(Items from a data source)
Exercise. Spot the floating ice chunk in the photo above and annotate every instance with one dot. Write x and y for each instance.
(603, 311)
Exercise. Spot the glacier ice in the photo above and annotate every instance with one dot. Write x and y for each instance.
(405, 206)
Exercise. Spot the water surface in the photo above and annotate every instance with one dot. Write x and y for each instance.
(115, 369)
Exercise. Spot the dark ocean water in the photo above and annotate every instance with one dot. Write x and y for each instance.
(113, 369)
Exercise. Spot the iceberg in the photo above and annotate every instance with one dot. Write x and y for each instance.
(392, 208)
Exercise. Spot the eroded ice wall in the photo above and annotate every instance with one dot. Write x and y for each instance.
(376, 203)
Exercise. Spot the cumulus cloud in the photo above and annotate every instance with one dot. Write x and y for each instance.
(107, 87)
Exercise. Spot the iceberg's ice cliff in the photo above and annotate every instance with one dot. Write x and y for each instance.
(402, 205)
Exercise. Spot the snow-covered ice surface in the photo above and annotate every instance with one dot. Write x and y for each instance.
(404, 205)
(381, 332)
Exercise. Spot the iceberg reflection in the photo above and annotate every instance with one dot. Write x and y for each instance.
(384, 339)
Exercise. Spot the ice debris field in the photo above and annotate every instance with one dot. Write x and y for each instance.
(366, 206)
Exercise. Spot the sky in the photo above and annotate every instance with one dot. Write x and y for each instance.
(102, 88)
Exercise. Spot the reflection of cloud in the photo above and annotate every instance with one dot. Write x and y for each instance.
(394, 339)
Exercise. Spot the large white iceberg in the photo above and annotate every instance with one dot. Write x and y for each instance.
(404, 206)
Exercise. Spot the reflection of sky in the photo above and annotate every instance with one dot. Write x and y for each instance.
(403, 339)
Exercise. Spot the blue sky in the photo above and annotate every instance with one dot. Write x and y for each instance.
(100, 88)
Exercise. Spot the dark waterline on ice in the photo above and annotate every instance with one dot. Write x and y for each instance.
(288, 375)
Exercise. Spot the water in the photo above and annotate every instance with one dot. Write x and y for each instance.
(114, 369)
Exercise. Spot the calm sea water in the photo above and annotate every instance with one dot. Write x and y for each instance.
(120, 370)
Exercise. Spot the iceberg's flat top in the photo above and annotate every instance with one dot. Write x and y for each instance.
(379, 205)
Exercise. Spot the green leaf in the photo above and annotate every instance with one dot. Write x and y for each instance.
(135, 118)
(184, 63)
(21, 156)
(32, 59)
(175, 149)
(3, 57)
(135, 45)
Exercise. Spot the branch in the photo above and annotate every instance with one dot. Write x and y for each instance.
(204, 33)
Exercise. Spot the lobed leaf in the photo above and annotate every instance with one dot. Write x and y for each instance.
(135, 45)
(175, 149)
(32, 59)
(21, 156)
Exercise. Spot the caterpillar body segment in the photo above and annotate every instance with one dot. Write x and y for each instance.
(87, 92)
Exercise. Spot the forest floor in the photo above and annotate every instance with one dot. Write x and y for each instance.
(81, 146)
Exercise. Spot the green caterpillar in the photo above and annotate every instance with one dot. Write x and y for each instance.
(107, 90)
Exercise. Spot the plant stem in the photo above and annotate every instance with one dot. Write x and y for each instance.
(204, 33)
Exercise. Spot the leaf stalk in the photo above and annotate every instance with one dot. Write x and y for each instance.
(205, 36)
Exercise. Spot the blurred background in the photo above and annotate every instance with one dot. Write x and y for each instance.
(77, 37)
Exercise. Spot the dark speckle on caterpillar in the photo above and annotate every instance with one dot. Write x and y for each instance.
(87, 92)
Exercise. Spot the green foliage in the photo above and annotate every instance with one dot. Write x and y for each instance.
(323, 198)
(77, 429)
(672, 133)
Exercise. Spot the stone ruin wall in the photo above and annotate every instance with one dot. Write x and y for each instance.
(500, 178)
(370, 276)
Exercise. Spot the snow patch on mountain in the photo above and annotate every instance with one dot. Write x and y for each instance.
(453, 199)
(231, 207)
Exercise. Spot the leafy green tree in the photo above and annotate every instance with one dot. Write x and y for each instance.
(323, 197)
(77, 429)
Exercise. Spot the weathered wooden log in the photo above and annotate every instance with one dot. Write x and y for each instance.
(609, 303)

◆ DIRECTION
Extract the listing in its entirety and repeat it exactly.

◆ SOLUTION TO THE PROBLEM
Exercise. Spot the floating ice chunk in the photo above and annotate every instance with one dot. Write x and y for each instance.
(603, 311)
Exercise. Spot the glacier ice in the photo above and annotate every instance with one dot. Write x and y for each instance.
(405, 206)
Exercise. Spot the water surface in the photo above and annotate every instance with one dot. Write x and y for each instance.
(115, 369)
Exercise. Spot the dark ocean water in the photo above and annotate every instance with one dot. Write x and y for each instance.
(113, 369)
Exercise. Spot the iceberg in the photo above and annotate every instance with one dot. Write x and y for each instance.
(392, 208)
Exercise. Spot the eroded ice wall in the photo above and annotate every instance with one dot. Write x and y for each instance.
(376, 203)
Exercise. Spot the cumulus cloud in the photo above and annotate every instance with one dot. Write x and y for each instance.
(107, 87)
Exercise. Spot the iceberg's ice cliff in the photo above and annotate every instance with one dot. Write x and y for each instance.
(402, 205)
Exercise. Spot the snow-covered ice surface in the photo above and annotate every instance with one dot. Write x and y for each instance.
(404, 205)
(381, 332)
Exercise. Spot the iceberg reflection in the photo above and annotate every instance with one dot. Write x and y for each instance.
(384, 339)
Exercise. Spot the ice debris field in the photo above and annotate every instance with one dot. Write x and y for each instance.
(366, 206)
Exercise. Spot the sky in the photo above and annotate every instance with one dot. Write x and y for each instance.
(102, 88)
Exercise. Spot the reflection of cloud in the photo above and annotate every instance with one dot. Write x and y for each instance.
(394, 339)
Exercise. Spot the large white iceberg in the photo above and annotate every instance with one dot. Write x and y for each instance.
(404, 206)
Exercise. Spot the reflection of sky in the photo above and annotate every instance with one dot. Write x and y for each instance.
(403, 339)
Exercise. Spot the blue sky in the photo above and annotate every instance with one dot. Write x and y for each instance.
(100, 88)
Exercise. Spot the dark waterline on ice in the photo above and annotate every instance with one dot. Write x and y for each instance.
(288, 375)
Exercise. Spot the water in the photo above and annotate every instance with one dot. Write x and y for each instance.
(114, 369)
Exercise. Spot the calm sea water in the photo above and annotate every instance with one dot. Write x and y for each instance.
(120, 370)
Exercise. Spot the iceberg's flat top in the photo above and annotate every instance with one dot. Write x and y for each instance.
(379, 205)
Exercise. Spot the green leaf in the photo above and annotate every instance with one dot. Write x and y for each instance.
(135, 118)
(184, 63)
(21, 156)
(32, 59)
(175, 149)
(3, 57)
(135, 45)
Exercise. Spot the branch in the photo above and annotate every instance with one dot. Write x and y for each instance.
(204, 33)
Exercise. Spot the lobed leaf in the photo above and annotate every instance with one dot. Write x and y for each instance.
(135, 45)
(175, 149)
(32, 59)
(21, 156)
Exercise. Spot the caterpillar body segment in the photo above and annotate every instance with one dot. Write x and y for each instance.
(87, 92)
Exercise. Spot the forest floor in the photo above and annotate every instance with one dot. Write x and y for each instance.
(81, 146)
Exercise. Spot the green caterpillar in the photo above and annotate every instance with one dot. Write x and y for each instance.
(107, 90)
Exercise. Spot the plant stem in the photo above and annotate every instance with one dot. Write x and y for each instance.
(204, 33)
Exercise. Spot the leaf stalk in the photo above and annotate every instance with one dot. Write x and y for each instance.
(205, 36)
Exercise. Spot the blurred background in the photo above and annotate every instance with one dot. Write x and y for each instance.
(77, 37)
Exercise. Spot the dark speckle on caterpillar in the photo above and annotate every instance with one dot. Write x and y for each instance.
(87, 92)
Exercise. Spot the green foliage in the photo above and annotate every instance with one dot. Write x and y for each instance.
(323, 198)
(77, 429)
(672, 133)
Exercise. Spot the stone ruin wall in the photo above and annotate every instance with one dot. Write x and y for each instance.
(500, 178)
(370, 276)
Exercise. Spot the snow patch on mountain in the photo above and annotate every instance with one dot. Write x and y for each instance.
(453, 199)
(231, 207)
Exercise. Spot the leafy green tree in the photo above and annotate every instance with one dot. Write x and y for each instance.
(323, 197)
(77, 429)
Exercise. Spot the weathered wooden log in the photo above and annotate every instance with one dot. Write x and y for each instance.
(609, 303)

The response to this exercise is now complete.